(Dataset lines showing where objects appear)
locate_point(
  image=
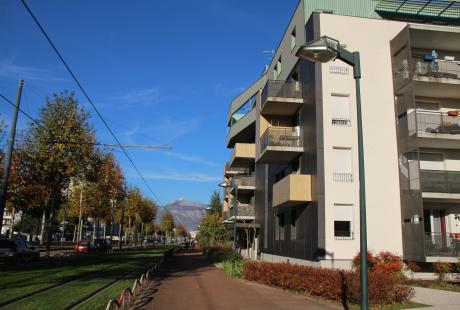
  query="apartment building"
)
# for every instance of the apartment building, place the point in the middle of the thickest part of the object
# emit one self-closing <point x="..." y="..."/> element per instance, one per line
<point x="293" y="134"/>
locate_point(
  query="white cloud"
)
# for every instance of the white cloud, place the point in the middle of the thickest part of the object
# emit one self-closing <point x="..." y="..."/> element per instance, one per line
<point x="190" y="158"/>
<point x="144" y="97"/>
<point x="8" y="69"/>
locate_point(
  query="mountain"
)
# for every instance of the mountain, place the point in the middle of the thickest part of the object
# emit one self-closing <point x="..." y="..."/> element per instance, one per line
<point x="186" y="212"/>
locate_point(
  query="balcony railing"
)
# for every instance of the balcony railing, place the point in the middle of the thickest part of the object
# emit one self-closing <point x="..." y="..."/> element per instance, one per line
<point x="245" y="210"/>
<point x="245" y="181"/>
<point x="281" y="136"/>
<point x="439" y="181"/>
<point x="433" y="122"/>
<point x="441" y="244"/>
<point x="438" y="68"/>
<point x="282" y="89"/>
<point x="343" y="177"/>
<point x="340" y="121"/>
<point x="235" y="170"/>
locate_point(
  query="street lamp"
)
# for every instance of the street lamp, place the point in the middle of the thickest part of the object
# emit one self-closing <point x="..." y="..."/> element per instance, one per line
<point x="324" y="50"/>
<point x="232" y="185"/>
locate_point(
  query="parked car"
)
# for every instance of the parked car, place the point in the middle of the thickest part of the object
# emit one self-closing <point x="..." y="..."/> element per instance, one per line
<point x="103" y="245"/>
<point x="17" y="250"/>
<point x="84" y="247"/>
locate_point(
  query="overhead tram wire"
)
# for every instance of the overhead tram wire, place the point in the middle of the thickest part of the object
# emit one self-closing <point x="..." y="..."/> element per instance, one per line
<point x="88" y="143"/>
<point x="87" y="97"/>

--

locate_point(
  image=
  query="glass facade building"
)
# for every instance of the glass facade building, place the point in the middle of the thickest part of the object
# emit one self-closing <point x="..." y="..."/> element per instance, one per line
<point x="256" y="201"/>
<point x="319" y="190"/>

==

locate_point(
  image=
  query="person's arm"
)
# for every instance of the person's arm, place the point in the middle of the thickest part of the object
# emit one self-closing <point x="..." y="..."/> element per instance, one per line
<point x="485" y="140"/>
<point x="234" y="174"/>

* _GOAL_
Pick out and copy every line above that contains the string "street". Case counts.

* _SOLUTION TO THIS TASK_
  query="street lamp"
# for every instance of the street lamp, place the point in the middle of the thickest part of the object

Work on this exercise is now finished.